Print the line containing "Would you be able to point at the black glass" and every later line of the records. Keep each one exactly as given, ending with the last.

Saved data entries
BEGIN

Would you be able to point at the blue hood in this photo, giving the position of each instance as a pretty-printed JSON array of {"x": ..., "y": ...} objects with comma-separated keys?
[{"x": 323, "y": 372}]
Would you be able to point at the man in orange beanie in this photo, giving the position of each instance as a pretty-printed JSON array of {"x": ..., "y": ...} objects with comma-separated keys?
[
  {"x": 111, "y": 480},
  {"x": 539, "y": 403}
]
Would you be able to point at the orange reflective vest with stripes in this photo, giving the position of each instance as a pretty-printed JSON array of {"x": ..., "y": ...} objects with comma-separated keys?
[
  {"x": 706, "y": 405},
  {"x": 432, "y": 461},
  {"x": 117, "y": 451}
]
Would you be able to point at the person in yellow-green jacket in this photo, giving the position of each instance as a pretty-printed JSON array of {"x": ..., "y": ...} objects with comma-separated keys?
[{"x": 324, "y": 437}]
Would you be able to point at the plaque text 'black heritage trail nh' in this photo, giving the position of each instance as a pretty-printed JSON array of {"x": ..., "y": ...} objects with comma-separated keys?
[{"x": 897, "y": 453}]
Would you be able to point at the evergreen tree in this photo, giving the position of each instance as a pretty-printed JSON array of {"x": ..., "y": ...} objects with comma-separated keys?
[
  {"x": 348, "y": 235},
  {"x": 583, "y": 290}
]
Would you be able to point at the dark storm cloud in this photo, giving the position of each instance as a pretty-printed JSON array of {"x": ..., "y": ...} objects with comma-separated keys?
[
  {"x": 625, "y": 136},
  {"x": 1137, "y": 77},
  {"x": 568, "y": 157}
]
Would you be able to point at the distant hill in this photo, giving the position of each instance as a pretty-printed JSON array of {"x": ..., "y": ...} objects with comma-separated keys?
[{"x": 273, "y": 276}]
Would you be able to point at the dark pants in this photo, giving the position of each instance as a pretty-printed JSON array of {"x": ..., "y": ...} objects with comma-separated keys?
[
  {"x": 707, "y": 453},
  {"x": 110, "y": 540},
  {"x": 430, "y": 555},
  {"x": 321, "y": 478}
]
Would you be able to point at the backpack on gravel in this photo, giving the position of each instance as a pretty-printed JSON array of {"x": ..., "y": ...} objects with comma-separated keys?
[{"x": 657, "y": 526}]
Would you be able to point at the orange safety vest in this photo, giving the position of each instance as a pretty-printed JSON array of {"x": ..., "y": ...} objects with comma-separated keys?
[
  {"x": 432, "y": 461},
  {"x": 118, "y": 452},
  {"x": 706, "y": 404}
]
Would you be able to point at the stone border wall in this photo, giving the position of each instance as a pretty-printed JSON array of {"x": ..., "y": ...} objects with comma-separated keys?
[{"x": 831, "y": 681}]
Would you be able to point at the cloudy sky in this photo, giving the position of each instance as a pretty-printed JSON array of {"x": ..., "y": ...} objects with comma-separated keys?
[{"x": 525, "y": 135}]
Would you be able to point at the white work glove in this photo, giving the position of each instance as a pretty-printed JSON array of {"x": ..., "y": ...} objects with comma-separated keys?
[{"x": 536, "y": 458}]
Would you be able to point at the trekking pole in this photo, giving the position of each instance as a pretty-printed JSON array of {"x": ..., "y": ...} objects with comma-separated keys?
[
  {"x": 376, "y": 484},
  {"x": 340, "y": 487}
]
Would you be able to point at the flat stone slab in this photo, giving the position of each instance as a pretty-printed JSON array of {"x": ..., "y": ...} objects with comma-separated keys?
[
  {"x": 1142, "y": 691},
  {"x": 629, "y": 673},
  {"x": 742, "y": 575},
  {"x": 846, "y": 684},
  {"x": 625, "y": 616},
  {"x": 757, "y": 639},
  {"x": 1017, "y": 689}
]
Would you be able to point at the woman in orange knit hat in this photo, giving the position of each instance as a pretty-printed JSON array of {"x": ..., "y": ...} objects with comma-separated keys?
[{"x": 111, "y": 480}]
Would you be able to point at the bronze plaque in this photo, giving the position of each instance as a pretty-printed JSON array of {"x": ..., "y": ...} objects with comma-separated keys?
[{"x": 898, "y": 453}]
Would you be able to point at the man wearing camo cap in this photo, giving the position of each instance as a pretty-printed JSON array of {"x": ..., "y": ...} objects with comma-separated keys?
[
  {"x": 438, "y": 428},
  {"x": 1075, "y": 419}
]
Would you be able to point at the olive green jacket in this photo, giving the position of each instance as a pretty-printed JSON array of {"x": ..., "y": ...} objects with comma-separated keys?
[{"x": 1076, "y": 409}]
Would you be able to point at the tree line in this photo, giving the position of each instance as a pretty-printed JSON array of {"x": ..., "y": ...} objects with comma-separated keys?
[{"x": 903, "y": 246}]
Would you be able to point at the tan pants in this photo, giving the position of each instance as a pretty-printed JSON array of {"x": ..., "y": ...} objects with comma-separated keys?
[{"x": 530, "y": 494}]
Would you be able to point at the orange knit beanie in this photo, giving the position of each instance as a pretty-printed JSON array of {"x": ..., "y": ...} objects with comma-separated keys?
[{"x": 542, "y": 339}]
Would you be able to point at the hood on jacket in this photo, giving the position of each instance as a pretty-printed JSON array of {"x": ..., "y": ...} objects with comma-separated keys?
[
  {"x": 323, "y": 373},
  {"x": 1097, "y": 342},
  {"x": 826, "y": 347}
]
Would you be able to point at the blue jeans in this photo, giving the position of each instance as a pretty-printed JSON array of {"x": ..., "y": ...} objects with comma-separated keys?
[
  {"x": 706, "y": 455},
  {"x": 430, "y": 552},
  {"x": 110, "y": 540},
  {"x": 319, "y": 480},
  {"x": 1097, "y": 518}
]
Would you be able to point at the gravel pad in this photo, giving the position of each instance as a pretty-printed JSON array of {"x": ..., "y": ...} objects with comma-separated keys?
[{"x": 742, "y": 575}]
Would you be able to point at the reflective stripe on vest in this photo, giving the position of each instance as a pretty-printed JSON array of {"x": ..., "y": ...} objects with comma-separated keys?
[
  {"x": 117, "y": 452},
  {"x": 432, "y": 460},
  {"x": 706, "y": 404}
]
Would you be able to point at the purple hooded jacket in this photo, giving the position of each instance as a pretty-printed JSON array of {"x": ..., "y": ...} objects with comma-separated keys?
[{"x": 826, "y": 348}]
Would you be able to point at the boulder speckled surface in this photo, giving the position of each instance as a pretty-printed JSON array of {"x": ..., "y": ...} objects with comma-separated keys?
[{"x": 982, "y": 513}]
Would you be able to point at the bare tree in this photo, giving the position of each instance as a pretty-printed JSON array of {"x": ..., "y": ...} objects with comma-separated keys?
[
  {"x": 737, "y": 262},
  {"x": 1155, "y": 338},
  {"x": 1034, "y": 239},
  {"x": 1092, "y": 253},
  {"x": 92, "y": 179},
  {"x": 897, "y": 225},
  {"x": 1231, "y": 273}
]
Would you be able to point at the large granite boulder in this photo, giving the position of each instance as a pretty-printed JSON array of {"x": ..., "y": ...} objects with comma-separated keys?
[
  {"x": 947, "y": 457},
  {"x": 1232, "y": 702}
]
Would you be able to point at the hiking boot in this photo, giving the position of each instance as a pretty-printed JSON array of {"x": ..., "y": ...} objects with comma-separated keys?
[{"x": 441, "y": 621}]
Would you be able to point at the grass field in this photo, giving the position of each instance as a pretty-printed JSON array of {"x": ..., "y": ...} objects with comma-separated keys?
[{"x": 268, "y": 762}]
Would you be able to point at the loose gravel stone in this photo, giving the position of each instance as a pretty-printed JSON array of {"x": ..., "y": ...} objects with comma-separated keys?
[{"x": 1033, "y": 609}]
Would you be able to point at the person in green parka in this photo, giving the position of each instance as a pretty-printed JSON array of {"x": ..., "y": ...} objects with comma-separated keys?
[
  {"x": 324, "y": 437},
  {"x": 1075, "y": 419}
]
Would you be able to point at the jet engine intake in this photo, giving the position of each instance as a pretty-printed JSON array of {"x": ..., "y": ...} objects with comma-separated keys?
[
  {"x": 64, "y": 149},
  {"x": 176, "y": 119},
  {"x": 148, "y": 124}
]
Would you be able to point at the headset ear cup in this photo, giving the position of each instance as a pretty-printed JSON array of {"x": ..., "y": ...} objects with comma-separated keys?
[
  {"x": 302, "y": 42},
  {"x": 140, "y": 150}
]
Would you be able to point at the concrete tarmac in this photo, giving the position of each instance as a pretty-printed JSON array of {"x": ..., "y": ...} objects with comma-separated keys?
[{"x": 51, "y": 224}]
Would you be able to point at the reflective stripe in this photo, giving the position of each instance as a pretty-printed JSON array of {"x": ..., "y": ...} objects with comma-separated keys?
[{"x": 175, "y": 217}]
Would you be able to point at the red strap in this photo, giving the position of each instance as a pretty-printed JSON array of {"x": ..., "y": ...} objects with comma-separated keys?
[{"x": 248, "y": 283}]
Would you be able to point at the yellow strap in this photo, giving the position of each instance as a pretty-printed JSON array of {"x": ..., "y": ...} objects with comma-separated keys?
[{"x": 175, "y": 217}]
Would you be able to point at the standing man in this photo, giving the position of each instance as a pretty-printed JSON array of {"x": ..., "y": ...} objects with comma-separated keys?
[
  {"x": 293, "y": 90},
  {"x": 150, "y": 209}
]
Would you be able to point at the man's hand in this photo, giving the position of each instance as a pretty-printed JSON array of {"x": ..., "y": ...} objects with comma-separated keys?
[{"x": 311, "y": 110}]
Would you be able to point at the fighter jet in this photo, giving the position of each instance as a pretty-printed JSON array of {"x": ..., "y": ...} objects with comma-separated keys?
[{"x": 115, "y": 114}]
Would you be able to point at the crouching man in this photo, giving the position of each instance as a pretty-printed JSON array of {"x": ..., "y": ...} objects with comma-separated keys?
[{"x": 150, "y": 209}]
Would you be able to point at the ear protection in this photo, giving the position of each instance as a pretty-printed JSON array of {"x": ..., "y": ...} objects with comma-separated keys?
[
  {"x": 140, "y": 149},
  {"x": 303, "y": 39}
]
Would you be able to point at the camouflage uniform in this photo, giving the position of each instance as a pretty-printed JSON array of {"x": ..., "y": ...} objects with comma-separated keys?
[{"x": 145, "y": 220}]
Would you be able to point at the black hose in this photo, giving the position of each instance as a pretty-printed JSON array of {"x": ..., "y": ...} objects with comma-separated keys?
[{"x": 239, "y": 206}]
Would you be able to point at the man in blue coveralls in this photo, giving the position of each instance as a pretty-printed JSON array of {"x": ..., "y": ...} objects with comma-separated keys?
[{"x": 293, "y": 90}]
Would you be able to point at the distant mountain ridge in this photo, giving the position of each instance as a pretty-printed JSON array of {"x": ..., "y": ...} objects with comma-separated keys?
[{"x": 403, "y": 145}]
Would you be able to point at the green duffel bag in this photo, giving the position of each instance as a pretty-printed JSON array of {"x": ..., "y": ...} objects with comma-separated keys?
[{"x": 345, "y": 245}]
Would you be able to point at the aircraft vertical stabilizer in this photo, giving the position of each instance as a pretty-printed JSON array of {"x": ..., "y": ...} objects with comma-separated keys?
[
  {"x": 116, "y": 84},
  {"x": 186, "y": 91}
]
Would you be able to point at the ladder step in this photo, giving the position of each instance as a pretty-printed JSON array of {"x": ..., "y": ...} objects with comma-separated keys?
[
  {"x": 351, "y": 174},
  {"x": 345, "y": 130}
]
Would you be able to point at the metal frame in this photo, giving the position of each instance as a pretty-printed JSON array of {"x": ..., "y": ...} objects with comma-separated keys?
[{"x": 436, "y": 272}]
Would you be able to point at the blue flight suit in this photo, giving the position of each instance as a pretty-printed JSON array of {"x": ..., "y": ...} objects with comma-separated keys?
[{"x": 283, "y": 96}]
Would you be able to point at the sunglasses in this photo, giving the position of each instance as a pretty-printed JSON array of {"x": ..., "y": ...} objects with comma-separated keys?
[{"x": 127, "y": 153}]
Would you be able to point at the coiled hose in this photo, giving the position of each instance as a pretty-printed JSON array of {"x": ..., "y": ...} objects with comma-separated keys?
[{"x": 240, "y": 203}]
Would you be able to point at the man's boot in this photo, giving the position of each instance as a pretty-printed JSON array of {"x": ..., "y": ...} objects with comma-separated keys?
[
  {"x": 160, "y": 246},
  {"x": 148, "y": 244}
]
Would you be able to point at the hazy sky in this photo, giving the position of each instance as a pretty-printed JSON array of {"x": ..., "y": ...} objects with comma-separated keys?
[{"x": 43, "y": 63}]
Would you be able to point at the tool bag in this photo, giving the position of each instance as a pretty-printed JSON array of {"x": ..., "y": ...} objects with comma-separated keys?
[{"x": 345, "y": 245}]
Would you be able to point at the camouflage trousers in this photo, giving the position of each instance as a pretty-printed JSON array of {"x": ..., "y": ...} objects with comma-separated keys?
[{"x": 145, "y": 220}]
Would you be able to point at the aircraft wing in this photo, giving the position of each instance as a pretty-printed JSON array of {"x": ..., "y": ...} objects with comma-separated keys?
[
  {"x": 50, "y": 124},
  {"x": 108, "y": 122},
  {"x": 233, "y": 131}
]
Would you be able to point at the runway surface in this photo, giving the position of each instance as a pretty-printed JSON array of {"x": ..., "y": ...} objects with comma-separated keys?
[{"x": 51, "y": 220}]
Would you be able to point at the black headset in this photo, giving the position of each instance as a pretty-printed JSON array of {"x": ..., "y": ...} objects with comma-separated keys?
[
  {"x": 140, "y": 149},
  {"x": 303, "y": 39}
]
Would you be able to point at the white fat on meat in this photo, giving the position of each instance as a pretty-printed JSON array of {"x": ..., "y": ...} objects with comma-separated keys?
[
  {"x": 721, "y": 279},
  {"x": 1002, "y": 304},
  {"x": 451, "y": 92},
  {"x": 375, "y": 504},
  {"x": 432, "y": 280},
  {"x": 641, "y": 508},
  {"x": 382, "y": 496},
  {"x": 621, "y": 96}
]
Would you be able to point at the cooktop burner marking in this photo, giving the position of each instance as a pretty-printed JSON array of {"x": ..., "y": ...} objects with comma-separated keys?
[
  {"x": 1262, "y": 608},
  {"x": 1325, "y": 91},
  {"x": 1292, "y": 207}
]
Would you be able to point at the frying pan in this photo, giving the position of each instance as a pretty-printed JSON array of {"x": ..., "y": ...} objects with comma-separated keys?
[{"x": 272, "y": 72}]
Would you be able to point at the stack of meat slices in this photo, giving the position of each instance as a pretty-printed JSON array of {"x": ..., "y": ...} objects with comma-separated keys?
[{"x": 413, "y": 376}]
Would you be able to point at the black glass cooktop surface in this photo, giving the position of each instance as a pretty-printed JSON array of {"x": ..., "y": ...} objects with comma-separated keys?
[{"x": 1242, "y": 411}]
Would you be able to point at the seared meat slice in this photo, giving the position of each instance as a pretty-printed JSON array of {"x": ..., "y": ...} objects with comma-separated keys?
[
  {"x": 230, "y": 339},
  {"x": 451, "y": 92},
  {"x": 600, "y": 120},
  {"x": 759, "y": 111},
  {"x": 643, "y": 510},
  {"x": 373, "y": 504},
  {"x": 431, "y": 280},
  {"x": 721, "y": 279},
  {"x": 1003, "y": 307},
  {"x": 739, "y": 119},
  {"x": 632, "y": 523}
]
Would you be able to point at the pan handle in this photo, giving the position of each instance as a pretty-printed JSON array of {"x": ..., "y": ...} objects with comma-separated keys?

END

Task solution:
Would you be able to point at the black glass cooktop surface in this photo, giving the position of each instance as a pretty-printed JSON array of {"x": ..., "y": ...} objects with comma-separated keys?
[{"x": 1242, "y": 411}]
Would you be able to point at the seared meat slice in this photo, giving the position of each instance as a pretty-printed JSON array of {"x": ..., "y": ...} objects with comma-separated keys?
[
  {"x": 230, "y": 339},
  {"x": 451, "y": 92},
  {"x": 600, "y": 120},
  {"x": 759, "y": 111},
  {"x": 643, "y": 510},
  {"x": 373, "y": 504},
  {"x": 431, "y": 280},
  {"x": 721, "y": 279},
  {"x": 1003, "y": 307},
  {"x": 739, "y": 119},
  {"x": 632, "y": 523}
]
Would you be able to point at the pan handle in this photo, giving the position of each instance as a pretty-printed JSON array of {"x": ..., "y": ...} objects with comma-separated keys?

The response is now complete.